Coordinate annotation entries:
——
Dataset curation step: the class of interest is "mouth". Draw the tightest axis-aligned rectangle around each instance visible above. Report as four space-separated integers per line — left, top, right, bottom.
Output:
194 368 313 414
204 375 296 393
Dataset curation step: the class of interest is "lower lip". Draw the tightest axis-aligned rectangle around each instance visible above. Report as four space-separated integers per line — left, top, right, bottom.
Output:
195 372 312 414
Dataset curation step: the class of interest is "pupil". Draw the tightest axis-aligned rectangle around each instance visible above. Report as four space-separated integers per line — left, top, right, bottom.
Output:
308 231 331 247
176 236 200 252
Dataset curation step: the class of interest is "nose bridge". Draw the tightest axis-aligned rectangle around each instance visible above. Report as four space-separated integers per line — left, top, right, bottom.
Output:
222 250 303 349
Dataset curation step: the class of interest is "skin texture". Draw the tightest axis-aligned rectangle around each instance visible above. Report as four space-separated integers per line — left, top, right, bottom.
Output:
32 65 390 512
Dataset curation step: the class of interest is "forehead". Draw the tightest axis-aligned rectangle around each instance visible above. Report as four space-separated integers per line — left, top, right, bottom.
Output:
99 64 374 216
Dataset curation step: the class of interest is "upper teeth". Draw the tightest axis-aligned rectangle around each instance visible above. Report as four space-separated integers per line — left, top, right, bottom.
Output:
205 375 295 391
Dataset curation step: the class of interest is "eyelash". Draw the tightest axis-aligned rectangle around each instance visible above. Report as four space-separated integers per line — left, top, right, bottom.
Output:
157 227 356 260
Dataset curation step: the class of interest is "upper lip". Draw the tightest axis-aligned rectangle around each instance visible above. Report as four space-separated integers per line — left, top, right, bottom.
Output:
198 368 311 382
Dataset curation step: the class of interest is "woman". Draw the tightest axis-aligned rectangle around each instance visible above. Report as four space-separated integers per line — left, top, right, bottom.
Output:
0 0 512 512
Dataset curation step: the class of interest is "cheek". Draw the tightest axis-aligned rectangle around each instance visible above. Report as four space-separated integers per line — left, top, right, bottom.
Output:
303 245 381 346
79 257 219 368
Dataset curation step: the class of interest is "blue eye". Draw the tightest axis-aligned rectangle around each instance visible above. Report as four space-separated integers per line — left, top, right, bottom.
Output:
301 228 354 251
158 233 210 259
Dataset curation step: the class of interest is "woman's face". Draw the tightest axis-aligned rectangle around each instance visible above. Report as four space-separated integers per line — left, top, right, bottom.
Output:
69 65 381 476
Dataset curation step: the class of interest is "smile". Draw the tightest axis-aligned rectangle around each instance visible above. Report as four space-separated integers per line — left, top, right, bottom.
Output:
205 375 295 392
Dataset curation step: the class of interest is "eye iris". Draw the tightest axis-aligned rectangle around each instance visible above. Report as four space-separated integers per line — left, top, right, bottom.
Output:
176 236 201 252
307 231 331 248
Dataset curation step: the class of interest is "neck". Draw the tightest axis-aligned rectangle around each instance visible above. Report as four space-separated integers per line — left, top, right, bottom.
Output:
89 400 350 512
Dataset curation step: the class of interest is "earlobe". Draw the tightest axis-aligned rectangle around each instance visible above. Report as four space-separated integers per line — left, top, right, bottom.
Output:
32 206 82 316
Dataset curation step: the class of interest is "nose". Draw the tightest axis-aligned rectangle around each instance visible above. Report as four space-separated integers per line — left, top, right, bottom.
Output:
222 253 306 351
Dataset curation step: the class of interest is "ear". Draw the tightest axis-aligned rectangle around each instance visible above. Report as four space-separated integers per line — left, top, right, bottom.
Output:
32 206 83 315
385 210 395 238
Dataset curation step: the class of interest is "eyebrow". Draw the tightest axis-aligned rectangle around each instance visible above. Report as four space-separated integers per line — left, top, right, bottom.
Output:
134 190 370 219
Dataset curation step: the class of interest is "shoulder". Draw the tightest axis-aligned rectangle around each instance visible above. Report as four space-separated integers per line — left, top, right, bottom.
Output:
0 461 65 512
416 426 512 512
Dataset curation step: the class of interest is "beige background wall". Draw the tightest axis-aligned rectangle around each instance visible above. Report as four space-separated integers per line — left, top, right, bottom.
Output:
——
■ **Problem requirements**
Rewrite every line of the material above as a numbered list, leaving out any blank lines.

■ **Answer to this exercise**
1. Dataset curation step: the class of interest is "mouth". Draw the tightest axis-aligned rectangle around each instance visible above. Report as four space-separated integers per line — left, top, right, bottom.
2. Output:
3. 194 368 313 414
4. 204 375 296 393
5. Dataset curation step: the class of interest is "lower lip". Draw the tightest axis-aligned rectangle around each instance visible above. Report as four space-separated integers per line — left, top, right, bottom.
6. Output:
7. 195 372 312 414
8. Dataset curation step: the class of interest is "pupil". Draw the tightest axis-aligned rectangle around each instance visible above. Report as four space-separated integers per line — left, top, right, bottom.
9. Output:
10. 308 231 331 247
11. 176 236 200 252
12. Dataset curation step: the class of interest is "nose bridge". Draw the tightest axis-aligned rectangle around each instance visible above. Report as four space-separated integers per line — left, top, right, bottom.
13. Output:
14. 222 250 303 349
15. Dataset curation step: the class of interest is "skin texture". Draw the tightest axis-aligned rectangle around each instance visible above. Report as four space-separated integers per line — left, top, right, bottom.
16. Output:
17. 32 65 390 512
18. Dataset curation step: the class of interest is "forehead". Draw the tightest axis-aligned rectangle around each instance visible above. Report as four space-separated integers per line — left, top, right, bottom.
19. Output:
20. 99 64 374 216
21. Dataset curation step: the class of interest is "upper teeth". Draw the tightest axis-aligned rectangle around each instance visible above. Report as four space-separated integers per line — left, top, right, bottom.
22. Output:
23. 205 375 295 391
24. Dataset curation step: the class of interest is "eyelash". Draw the tightest axis-aligned rectangle around each instance visible above. Report as four space-separated integers per line — left, top, right, bottom.
25. Output:
26. 157 227 356 260
27. Dataset curation step: the class of interest is "upper lip". Draw the tightest axis-aligned rectangle around each instance visible above. Report as four space-separated integers per line — left, top, right, bottom.
28. Output:
29. 198 368 311 382
30. Dataset curation step: the class of interest is "woman". Draw the tightest axis-aligned rectangle around each instance visible above. Report as four space-separated integers per line — left, top, right, bottom.
31. Output:
32. 0 0 512 512
33. Dataset curation step: the class of interest is "cheek". Draw the tightest axis-aligned rectangle around each instance visible above. Report as four space-separated integers per line — left, top, right, bottom.
34. Output:
35. 303 245 381 346
36. 79 257 219 368
37. Dataset curation step: the class of interest is "blue eye". Draw the tightest axis-aligned rectangle around each instance visible above. Report as four space-separated integers per line — left, top, right, bottom.
38. Output:
39. 301 228 354 251
40. 158 233 210 259
41. Dataset curation step: the class of interest is "woman's face". Draw the tightest axis-aligned rectangle around each instance visible above. Report as four space-separated integers per line — left, top, right, bottom.
42. Output:
43. 69 65 381 476
44. Dataset curation step: the class of interest is "smile". Draw the tightest axis-aligned rectangle around each instance visible above. Report as four space-separated integers per line — left, top, right, bottom.
45. Output:
46. 205 375 295 392
47. Dataset curation step: the class of interest is "eye iris". Draw the tightest axis-aligned rectangle around each instance visible above. Report as four space-separated integers per line — left, top, right, bottom.
48. Output:
49. 176 236 201 252
50. 307 231 331 248
51. Dataset curation step: the class of interest is "neck". Draw the tightest axis-aligned rectangle around each instance visible above. Report as four space-separated integers per line — left, top, right, bottom.
52. Output:
53. 89 400 350 512
54. Dataset curation step: the class of interest is "earlobe". Draw the tightest axis-aligned rectangle around each instance visible above. Report as four space-separated integers per line — left, top, right, bottom.
55. Output:
56. 32 206 82 316
57. Dataset curation step: the class of interest is "nose". Draw the tightest axis-aligned rectangle around each instance visible above. Report as four space-separated integers per line — left, top, right, bottom.
58. Output:
59. 222 253 306 351
60. Dataset curation step: the class of interest is "ear". Draw the tightest axis-aligned rectangle around each instance visible above. Report as four space-separated integers per line — left, top, right, bottom.
61. Output:
62. 32 206 83 315
63. 385 210 395 238
64. Dataset curation step: the class of interest is "eyebrow". Draw the tightest axis-aligned rectangle around each instance visible above. Report as four space-separated integers per line — left, top, right, bottom.
65. Output:
66. 134 190 370 219
67. Dataset curation step: the class of interest is "shoulder". Draw the tightest axis-aligned rectangle around each instance visible above. Report as four space-separated integers per line — left, top, right, bottom.
68. Output:
69. 0 461 65 512
70. 416 426 512 512
71. Dataset curation step: the class of interest is "beige background wall". Draw the tightest axis-aligned rectangle around each instance visible above. Report as four space-separated integers per line — left, top, right, bottom.
72. Output:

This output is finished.